- **Source data**
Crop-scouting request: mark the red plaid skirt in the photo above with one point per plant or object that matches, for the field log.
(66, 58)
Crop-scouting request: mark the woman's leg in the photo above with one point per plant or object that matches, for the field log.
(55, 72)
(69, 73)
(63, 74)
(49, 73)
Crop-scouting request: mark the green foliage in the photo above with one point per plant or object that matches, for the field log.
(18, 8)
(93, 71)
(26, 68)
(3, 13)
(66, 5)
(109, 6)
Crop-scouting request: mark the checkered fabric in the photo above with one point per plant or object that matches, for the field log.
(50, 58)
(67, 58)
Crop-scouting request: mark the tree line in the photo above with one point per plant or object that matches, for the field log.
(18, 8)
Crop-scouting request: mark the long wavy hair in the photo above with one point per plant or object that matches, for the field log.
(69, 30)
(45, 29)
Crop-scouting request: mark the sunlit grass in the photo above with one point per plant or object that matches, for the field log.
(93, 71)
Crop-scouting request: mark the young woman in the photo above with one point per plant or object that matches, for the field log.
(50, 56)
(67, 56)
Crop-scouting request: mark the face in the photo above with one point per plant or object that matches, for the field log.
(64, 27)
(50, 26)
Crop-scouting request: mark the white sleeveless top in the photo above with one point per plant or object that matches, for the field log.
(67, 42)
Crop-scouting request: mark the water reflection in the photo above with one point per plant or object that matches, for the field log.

- **Direction**
Starting with the line that contains "Crop-scouting request: mark the face" and going on through the last line of the rows, put each line into a JSON list of strings, one string per line and no blank lines.

- **Response below**
[
  "Crop-scouting request: mark the face in the photo above with one point per plant or object that matches, for the field log.",
  "(64, 27)",
  "(50, 26)",
  "Crop-scouting request: mark the white sleeveless top in the photo above with one point per plant or object that matches, for the field log.",
  "(67, 42)",
  "Crop-scouting request: mark the water reflection in the photo above with one point per plant or object that matches, for the field log."
]